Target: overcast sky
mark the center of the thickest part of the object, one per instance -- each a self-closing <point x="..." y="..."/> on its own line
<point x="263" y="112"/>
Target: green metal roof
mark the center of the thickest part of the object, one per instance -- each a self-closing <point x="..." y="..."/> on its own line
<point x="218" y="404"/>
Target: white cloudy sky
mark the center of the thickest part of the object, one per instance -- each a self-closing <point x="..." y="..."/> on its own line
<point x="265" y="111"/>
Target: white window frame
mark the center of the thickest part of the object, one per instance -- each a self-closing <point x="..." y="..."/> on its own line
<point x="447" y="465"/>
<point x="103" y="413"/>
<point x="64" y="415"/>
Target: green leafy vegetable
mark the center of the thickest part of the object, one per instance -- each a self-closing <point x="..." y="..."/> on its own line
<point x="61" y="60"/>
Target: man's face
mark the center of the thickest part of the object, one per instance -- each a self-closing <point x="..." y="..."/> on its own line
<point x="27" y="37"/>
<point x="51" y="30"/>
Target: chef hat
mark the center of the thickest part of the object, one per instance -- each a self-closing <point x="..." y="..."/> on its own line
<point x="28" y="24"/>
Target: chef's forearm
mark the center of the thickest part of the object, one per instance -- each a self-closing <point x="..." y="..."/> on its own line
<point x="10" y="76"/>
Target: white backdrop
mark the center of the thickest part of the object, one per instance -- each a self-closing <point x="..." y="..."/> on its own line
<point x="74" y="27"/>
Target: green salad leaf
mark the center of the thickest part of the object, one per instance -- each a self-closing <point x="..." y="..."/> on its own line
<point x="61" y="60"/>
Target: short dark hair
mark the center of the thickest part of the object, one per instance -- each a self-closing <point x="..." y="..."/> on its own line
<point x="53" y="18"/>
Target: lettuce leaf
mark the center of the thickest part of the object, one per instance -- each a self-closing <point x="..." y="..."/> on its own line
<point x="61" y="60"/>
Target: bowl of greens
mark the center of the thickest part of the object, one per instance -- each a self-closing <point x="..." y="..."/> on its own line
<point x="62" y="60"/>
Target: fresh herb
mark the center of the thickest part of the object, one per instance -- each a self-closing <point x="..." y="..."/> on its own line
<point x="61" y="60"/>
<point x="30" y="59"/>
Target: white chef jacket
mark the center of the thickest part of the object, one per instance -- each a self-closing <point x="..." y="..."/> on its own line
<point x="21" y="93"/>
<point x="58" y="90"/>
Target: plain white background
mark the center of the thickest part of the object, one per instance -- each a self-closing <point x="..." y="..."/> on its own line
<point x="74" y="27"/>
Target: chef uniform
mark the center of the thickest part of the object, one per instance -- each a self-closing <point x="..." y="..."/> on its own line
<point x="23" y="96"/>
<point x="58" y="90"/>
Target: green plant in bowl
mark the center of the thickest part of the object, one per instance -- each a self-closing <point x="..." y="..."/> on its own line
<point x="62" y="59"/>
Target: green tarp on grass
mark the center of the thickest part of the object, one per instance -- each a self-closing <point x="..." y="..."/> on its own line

-- Exercise details --
Above are the records. Copy the lines beginning at the one that has "Target: fresh herb" and ending with the one that has "Target: plain white background", unchanged.

-- Task response --
Target: fresh herb
mark the center of the thickest part of the object, one per instance -- each a self-closing <point x="..." y="..."/> on its own line
<point x="61" y="60"/>
<point x="30" y="59"/>
Target: white chef jacket
mark the center of the thickest part of the object, one per instance -- each a self-closing <point x="..." y="..."/> on its own line
<point x="21" y="93"/>
<point x="58" y="90"/>
Target: plain white background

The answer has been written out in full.